▸ **Task goal**
Repeat word for word the line with "target | cloud" and every line after it until the records below run out.

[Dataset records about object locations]
⁂

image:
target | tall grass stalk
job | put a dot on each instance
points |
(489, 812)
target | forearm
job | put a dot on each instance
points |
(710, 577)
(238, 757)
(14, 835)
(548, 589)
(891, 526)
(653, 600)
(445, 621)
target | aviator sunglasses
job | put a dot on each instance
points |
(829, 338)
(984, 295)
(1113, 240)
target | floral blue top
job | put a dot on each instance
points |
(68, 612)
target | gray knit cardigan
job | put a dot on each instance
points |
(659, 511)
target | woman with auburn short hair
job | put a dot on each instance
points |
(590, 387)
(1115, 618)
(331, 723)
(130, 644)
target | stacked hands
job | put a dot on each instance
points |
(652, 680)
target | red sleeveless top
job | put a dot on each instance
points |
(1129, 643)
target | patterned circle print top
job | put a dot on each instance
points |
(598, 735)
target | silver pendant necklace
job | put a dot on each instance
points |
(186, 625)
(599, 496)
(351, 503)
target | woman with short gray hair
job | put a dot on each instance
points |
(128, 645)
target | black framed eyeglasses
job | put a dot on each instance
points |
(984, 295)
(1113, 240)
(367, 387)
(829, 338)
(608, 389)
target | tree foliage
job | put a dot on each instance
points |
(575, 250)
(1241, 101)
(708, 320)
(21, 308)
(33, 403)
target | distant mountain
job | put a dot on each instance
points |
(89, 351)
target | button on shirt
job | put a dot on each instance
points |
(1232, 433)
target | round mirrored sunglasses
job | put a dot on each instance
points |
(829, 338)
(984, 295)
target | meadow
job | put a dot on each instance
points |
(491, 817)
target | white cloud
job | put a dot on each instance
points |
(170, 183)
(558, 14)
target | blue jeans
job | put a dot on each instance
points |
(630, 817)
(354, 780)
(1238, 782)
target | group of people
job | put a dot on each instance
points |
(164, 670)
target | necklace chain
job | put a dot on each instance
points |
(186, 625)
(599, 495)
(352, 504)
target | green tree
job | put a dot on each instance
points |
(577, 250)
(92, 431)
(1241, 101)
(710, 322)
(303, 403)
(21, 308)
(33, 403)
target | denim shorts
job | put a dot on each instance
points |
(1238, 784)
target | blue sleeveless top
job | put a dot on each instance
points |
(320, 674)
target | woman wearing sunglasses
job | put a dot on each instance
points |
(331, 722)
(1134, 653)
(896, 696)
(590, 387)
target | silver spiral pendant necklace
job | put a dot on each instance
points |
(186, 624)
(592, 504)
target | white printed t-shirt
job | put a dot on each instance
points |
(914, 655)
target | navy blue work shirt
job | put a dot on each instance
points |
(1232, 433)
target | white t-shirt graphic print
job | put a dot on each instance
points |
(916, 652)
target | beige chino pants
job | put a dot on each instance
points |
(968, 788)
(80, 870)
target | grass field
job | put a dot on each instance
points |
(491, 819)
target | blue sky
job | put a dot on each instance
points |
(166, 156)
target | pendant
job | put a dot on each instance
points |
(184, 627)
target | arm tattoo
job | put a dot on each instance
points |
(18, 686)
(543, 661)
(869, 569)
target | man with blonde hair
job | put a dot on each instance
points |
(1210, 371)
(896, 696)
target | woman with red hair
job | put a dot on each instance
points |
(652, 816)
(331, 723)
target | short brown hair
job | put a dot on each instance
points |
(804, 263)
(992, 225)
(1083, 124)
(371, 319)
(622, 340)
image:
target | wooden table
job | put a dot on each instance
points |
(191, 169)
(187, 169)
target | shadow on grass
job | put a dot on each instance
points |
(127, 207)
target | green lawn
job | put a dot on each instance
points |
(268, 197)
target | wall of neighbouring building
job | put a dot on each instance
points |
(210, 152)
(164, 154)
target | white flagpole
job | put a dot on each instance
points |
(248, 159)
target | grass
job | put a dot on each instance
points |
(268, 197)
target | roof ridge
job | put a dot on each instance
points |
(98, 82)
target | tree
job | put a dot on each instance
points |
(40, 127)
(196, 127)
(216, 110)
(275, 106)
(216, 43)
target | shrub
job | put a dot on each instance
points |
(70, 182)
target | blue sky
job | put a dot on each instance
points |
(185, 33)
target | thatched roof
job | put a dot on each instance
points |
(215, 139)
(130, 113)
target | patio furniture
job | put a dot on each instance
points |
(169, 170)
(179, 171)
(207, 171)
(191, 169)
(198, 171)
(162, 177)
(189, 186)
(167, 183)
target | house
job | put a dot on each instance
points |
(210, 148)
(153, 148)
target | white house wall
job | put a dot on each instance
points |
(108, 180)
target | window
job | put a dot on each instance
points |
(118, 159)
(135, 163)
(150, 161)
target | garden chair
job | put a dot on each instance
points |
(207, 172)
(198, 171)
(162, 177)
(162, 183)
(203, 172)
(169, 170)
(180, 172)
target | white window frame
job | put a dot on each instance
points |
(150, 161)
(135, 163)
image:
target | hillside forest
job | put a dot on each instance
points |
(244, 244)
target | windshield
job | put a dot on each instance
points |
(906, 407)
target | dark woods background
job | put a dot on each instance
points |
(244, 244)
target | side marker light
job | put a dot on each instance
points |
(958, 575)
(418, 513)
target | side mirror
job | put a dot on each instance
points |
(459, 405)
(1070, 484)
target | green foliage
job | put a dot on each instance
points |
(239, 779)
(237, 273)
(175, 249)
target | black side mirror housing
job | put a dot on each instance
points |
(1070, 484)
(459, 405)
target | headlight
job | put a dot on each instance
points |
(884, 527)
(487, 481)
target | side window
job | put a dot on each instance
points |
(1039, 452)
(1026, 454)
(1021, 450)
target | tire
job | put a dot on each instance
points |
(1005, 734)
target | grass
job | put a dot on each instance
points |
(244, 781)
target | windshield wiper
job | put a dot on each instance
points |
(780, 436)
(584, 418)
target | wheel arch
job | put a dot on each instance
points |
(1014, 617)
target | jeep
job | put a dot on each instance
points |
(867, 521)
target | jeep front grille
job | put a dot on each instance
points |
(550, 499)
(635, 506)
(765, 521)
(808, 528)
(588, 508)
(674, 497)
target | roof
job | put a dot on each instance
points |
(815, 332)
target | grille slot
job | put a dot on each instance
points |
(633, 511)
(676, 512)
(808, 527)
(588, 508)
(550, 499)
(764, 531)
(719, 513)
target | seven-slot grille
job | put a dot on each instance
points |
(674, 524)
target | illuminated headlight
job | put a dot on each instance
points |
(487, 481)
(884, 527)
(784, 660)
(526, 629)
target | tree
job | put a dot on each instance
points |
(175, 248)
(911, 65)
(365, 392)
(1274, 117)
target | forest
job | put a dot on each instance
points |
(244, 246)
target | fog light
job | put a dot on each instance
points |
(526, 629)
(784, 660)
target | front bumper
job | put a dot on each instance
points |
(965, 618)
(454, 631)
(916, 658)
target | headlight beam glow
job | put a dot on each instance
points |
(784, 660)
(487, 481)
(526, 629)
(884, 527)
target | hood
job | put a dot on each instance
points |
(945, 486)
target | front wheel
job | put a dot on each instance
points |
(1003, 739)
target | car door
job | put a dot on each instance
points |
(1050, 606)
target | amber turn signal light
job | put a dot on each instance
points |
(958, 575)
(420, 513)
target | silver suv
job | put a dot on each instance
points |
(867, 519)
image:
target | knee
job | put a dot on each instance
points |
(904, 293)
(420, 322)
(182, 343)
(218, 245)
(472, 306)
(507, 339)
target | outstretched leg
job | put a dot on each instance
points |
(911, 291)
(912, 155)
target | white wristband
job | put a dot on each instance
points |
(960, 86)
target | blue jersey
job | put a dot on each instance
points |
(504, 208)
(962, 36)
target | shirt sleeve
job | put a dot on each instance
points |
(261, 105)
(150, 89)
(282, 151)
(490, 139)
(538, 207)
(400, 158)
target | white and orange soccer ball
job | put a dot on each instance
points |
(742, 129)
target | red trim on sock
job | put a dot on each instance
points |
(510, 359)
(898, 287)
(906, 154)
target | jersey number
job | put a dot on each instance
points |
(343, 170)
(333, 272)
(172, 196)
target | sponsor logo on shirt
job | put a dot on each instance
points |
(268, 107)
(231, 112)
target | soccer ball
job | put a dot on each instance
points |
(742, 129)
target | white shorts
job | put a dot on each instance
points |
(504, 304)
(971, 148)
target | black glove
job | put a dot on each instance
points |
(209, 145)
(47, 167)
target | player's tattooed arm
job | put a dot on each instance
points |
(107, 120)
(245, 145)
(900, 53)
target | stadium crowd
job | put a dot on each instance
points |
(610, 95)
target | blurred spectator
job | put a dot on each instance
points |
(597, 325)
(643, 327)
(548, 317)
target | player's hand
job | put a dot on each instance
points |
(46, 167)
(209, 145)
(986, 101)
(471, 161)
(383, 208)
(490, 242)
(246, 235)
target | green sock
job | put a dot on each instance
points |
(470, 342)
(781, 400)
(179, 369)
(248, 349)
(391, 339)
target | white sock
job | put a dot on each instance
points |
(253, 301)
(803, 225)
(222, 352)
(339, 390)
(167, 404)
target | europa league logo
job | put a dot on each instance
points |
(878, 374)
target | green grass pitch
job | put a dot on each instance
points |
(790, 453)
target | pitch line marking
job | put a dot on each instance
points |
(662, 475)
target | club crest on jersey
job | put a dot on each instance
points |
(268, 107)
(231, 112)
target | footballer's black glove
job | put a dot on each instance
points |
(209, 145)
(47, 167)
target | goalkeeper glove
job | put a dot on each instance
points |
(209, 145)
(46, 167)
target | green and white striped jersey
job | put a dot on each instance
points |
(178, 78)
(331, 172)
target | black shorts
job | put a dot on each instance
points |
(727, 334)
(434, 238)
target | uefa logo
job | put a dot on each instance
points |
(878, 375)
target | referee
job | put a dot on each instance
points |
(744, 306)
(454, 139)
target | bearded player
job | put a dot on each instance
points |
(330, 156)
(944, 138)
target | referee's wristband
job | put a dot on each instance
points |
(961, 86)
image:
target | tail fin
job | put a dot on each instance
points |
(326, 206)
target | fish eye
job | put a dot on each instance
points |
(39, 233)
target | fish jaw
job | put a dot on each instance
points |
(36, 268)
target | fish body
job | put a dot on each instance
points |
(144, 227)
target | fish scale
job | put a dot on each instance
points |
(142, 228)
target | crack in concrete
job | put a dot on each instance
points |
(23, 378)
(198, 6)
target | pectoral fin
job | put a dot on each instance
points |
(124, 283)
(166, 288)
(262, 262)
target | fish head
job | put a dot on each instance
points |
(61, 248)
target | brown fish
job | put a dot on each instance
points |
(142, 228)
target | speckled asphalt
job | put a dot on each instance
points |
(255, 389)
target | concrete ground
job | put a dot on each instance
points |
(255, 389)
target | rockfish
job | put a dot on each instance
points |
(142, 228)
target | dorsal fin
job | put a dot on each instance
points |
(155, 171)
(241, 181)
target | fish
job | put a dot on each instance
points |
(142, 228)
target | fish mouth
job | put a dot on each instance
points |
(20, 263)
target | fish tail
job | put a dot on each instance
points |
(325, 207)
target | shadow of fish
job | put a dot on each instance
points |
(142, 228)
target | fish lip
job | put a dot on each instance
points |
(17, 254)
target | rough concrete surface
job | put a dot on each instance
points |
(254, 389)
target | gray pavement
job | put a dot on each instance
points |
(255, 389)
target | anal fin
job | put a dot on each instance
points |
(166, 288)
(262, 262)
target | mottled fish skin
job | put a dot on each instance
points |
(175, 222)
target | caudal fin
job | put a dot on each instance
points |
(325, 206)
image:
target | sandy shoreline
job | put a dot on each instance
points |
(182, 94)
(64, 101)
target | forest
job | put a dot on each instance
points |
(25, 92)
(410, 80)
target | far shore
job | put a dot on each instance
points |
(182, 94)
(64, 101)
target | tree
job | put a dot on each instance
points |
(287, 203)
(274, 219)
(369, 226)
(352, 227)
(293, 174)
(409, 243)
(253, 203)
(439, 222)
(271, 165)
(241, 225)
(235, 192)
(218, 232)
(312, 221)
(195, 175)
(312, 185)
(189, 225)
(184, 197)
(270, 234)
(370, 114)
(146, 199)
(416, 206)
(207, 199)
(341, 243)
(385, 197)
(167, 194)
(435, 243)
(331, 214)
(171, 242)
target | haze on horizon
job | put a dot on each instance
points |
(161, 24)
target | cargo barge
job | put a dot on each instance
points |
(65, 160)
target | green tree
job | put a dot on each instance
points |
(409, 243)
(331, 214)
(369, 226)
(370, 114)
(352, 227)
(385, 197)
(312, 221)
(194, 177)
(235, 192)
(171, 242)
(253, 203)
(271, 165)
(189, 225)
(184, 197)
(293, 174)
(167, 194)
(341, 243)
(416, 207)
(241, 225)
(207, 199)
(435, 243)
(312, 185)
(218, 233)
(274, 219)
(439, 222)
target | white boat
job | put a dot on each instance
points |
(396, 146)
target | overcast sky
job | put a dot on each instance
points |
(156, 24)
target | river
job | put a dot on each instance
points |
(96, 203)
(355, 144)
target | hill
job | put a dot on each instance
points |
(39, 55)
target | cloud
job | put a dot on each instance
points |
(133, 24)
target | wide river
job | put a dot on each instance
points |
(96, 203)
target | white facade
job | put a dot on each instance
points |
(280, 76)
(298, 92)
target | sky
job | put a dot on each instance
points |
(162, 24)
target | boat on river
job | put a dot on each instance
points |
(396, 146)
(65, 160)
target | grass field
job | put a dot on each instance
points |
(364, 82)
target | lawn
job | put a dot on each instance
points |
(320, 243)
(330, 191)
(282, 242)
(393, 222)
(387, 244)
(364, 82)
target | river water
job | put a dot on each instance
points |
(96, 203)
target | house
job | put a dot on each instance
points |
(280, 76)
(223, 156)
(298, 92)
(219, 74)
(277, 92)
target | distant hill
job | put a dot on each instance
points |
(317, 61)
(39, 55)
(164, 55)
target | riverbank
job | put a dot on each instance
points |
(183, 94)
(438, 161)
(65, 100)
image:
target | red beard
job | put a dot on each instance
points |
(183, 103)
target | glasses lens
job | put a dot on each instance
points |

⁂

▸ **Complete response**
target | cloud
job | put a dot on each instance
points |
(133, 24)
target | wide river
job | put a dot on each instance
points |
(96, 203)
target | white facade
job | put a dot on each instance
points |
(280, 76)
(298, 92)
target | sky
job | put a dot on each instance
points |
(162, 24)
target | boat on river
job | put a dot on each instance
points |
(396, 146)
(65, 160)
target | grass field
job | put a dot on each instance
points |
(364, 82)
target | lawn
job | put a dot on each instance
points |
(320, 243)
(330, 191)
(282, 242)
(393, 222)
(387, 244)
(364, 82)
target | river water
job | put a dot on each instance
points |
(96, 203)
target | house
job | put a dot on each instance
points |
(280, 76)
(223, 156)
(298, 92)
(219, 74)
(277, 92)
target | distant hill
job | put a dot on each instance
points |
(317, 61)
(39, 55)
(164, 55)
target | riverbank
job | put a dot on each instance
points |
(183, 94)
(438, 161)
(65, 100)
image:
target | red beard
job | put a dot on each instance
points |
(183, 103)
target | glasses lens
job | put a dot on each instance
points |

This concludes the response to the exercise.